Provided text below:

Sensus achieved a significant result improvement compared to 2020 as a result of increasing demand and a favourable price development. The highly disappointing chicory harvest and inulin yield from the 2020 harvest period weighed on the available sales volume in 2021. The 2021 harvest resulted in a significantly better yield. A capacity expansion at the Roosendaal factory will enable Sensus to meet increasing customer demand.
The Duynie Group and its Duynie Feed and Agri Bio Source divisions achieved an improved result in 2021. The start-up of the new ingredients factory in Cuijk weighed on the Duynie results for the second year in a row. An exceptional depreciation for these activities took place.
In 2021, SVZ achieved a higher positive result than in 2020 through significant turnover growth in Europe driven by strong growth in the volumes of purée and juices. Turnover growth was also achieved in the U.S. The prospects for 2022 are positive thanks to additional sales and the recent new innovations.
At the end of 2021, in line with its strategy aimed at plant proteins, Cosun successfully introduced a protein isolate made from fava beans. Protein innovations from beet leaves and co-products continue to be developed. Collaboration in partnerships with, for example, Green Protein Excellence Center and Fascinating, strengthen Cosun’s position in the development of plant proteins. Plans for further growth are expected to be implemented in 2022.
The basic price remained the same at € 32.50 per tonne of beet. The members’ bonus increased to € 7.50 per tonne of beet (2020: € 7.00).

End of Provided text.
Excerpted records below:

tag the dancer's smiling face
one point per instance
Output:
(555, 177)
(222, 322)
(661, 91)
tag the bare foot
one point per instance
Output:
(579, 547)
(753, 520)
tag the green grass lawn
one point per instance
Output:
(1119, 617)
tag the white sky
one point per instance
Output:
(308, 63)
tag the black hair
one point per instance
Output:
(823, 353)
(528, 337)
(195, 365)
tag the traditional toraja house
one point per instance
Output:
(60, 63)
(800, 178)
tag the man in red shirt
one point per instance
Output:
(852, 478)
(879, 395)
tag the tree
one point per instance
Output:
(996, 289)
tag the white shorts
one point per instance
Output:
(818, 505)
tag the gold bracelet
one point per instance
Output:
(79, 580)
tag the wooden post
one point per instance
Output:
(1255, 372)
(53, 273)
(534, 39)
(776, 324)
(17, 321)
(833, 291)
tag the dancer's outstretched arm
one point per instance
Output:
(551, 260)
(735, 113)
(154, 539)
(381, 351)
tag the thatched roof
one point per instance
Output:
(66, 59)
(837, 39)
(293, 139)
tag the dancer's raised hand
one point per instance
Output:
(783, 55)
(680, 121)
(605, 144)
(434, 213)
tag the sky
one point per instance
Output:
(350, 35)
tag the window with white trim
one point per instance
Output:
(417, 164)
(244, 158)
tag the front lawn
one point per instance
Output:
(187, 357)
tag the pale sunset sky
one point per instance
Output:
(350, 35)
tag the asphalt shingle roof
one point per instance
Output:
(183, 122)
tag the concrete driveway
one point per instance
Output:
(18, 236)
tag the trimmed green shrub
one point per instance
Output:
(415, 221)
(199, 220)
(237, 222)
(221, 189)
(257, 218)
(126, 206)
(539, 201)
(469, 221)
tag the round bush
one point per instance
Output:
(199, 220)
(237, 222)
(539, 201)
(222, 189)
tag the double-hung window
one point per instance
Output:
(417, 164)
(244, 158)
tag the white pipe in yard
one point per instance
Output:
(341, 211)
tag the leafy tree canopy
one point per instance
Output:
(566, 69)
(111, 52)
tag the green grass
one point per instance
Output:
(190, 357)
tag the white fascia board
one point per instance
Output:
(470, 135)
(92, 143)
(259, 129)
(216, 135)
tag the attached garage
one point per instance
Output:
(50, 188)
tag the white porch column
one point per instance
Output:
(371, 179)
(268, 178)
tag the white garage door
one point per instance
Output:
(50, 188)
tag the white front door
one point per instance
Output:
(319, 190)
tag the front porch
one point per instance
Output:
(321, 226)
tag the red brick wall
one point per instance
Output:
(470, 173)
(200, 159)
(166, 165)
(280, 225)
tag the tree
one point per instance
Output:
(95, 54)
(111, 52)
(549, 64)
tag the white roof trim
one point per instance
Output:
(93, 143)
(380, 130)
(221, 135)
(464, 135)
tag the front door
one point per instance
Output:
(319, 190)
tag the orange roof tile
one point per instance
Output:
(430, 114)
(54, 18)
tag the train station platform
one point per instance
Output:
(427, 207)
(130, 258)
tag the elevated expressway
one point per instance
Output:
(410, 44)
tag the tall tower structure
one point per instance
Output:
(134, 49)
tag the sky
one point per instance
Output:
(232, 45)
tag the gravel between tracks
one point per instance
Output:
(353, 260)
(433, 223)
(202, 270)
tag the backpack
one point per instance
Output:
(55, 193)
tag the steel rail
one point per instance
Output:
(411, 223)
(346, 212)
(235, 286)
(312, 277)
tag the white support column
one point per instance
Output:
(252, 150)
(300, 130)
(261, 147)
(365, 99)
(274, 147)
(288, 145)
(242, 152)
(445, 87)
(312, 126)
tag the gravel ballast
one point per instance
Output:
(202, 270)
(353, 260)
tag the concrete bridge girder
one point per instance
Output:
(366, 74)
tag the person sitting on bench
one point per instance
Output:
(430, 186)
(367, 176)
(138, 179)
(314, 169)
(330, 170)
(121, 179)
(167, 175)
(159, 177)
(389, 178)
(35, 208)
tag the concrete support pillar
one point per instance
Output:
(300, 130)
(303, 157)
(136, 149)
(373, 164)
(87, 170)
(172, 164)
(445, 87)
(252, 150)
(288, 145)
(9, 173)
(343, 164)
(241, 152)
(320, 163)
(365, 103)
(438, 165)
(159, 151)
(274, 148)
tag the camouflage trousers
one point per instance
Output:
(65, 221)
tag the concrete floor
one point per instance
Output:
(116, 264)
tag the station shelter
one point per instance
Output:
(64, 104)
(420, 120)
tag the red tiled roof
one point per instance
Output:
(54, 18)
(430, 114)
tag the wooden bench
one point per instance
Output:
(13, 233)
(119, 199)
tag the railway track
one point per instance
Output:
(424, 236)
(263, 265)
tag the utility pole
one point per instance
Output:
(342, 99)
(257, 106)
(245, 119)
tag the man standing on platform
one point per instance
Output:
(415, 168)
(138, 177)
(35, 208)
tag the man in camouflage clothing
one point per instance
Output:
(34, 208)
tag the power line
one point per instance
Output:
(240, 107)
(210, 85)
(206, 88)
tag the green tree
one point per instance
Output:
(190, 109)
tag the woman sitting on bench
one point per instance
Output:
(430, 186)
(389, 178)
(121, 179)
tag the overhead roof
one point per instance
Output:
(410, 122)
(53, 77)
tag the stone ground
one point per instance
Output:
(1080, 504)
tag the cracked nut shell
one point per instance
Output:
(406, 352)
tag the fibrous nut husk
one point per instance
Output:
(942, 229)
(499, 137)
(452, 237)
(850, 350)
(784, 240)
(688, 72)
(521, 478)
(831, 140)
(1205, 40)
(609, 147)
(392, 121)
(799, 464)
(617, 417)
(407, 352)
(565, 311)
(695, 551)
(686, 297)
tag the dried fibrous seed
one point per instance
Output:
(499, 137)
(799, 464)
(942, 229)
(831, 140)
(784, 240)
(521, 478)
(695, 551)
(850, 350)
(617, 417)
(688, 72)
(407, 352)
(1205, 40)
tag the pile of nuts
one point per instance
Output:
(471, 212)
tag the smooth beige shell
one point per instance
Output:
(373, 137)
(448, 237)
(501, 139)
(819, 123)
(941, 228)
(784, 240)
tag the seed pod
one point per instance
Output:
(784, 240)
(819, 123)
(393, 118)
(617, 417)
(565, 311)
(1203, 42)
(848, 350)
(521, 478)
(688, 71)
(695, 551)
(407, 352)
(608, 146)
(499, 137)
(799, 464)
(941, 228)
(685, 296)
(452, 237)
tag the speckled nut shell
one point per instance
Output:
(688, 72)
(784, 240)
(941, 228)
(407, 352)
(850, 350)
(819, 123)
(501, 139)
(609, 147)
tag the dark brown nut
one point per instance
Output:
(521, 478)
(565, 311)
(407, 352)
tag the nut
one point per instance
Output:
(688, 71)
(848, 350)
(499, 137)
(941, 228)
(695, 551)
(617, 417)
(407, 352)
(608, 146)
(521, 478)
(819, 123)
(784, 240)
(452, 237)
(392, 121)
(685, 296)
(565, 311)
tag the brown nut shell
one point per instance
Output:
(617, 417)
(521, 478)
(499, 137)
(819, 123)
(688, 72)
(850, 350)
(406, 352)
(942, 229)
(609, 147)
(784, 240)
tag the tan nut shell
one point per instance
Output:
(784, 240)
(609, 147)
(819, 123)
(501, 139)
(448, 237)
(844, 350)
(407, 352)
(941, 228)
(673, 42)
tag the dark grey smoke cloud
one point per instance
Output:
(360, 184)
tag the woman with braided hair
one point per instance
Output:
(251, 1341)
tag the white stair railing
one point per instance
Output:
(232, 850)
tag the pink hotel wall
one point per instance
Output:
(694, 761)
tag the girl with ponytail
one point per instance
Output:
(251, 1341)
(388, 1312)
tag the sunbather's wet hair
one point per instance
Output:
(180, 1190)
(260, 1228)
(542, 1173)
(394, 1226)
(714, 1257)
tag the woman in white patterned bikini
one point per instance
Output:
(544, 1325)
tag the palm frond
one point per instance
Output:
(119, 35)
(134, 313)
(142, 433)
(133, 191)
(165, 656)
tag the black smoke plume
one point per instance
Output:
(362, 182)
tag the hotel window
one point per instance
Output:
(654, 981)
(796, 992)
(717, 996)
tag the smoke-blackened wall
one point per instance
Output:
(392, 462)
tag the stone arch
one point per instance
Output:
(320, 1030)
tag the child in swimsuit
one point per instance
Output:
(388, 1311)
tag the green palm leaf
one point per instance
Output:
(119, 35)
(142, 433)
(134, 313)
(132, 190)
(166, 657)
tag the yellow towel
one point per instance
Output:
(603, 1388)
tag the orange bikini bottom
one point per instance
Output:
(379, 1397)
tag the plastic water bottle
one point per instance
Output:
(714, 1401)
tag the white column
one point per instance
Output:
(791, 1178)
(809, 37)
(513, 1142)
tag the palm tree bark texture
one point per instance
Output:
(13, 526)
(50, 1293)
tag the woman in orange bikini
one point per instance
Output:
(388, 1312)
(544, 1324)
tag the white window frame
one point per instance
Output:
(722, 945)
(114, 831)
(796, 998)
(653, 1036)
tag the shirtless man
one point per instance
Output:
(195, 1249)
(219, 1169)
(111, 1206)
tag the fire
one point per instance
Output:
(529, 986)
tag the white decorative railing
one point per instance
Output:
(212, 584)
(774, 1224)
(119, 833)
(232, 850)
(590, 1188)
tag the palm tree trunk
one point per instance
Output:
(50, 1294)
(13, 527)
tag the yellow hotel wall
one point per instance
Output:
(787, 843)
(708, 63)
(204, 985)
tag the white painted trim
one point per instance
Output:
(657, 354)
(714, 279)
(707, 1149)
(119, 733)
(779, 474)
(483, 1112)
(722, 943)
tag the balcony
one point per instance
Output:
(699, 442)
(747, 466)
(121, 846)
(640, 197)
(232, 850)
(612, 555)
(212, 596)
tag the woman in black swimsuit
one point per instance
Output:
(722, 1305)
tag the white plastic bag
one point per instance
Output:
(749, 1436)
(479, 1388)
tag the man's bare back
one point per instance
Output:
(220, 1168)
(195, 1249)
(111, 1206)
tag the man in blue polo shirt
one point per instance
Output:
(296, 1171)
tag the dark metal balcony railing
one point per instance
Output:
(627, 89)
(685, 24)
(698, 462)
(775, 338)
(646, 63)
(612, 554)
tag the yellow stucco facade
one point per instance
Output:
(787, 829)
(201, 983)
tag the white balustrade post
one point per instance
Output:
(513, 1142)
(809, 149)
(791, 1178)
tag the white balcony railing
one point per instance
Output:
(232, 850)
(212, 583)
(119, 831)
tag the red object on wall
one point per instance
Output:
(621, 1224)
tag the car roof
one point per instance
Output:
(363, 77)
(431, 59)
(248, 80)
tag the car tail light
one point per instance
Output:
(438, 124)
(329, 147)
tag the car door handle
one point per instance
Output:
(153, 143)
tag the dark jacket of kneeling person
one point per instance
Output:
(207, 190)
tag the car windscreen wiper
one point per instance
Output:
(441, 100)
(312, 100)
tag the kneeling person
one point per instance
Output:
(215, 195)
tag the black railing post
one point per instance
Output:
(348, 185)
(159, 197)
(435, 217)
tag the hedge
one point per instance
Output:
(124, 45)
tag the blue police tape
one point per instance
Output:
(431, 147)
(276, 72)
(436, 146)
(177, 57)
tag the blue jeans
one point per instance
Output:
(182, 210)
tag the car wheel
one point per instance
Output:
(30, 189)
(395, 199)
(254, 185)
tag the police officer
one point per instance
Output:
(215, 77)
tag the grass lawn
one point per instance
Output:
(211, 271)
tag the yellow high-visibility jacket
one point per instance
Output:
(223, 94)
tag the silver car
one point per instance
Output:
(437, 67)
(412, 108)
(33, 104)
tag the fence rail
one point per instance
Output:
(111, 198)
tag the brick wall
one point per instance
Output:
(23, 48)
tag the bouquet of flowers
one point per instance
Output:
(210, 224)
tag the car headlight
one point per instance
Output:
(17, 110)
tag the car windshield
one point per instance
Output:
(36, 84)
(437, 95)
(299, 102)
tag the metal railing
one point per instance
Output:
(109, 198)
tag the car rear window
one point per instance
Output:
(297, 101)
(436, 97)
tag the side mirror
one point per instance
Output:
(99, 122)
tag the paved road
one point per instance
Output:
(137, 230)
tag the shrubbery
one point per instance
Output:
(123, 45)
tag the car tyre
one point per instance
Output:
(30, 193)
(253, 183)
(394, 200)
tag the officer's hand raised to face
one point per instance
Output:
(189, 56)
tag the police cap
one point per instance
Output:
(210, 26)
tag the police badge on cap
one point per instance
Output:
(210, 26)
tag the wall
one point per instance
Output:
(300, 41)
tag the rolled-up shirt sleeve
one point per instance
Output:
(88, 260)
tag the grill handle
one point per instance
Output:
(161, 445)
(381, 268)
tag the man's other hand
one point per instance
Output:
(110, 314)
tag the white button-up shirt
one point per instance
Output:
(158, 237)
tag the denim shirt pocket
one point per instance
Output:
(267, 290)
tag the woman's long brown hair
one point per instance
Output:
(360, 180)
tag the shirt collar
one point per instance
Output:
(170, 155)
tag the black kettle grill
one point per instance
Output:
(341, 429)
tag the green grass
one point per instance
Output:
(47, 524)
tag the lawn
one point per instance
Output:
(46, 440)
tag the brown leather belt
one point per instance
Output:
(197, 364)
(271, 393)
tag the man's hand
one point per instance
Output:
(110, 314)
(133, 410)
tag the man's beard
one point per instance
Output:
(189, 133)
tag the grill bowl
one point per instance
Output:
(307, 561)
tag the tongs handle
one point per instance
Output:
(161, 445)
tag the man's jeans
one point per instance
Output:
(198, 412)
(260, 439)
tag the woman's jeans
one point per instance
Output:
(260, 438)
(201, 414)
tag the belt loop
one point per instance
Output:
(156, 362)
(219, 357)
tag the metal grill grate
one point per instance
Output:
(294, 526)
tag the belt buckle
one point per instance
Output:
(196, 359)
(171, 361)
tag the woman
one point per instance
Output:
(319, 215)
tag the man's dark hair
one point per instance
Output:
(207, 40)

End of Excerpted records.

→ Assignment 1
Which geographic locations are named in the passage on Cosun's 2021 business results? List every one.
→ Assignment 2
Could you continue the passage on Cosun's 2021 business results from where it stops?

→ Exercise result 1
Roosendaal, Cuijk, Europe, U.S.

→ Exercise result 2
For the standard quality quota beet (sugar content of 17% and extractability rate of 91), the beet price per tonne was € 40.00 (basic price of € 32.50 + € 7.50 members’ bonus). In 2020, this standard beet price was € 39.50 (basic price of € 32.50 + €7.00 members’ bonus).
The price of beets of average quality in 2021 was € 38.91 compared to € 35.60 in 2020. This slightly higher price is the result of a higher members’ bonus of € 7.50 (2020: € 7.00) and a higher sugar content and extractability rate. Due to a healthier leaf system in spite of a cold spring and gloomy, wet summer, followed by favourable weather conditions in the autumn, the average sugar content in 2021 was 16.73% (2020: 16.11%) and the extractability rate also improved to 90.74 (2020: 89.4).
The price for surplus beets of standard quality was set at € 27.50 per tonne (2020: € 24.50). With average quality, the price ended up at € 26.75 (2020: € 22.07) per tonne. The yield for the 2021 season in the Netherlands was 13.8 tonnes of sugar per hectare (2020: 13.2 tonnes). For growers, the average financial yield per hectare in 2021 ended up at € 3,129 (2020: € 2,901).
The table below presents an estimate of the Dutch sugar beet crop and production in 2021 compared to 2020.
|Beets Processed||[in tonnes]||6,797,000||6,840,000|
|Beet Sugar Content||[in %]||16.7||16.1|
|Beet Sugar Production||[in tonnes]||1,137,000||1,089,000|
The figures in this press release have not been verified by the external auditor and this press release does not constitute a publication as intended in Article 2:395, Section 2 of the Dutch Civil Code. Cosun will publish its final results for 2021 on the website www.cosun.com in April.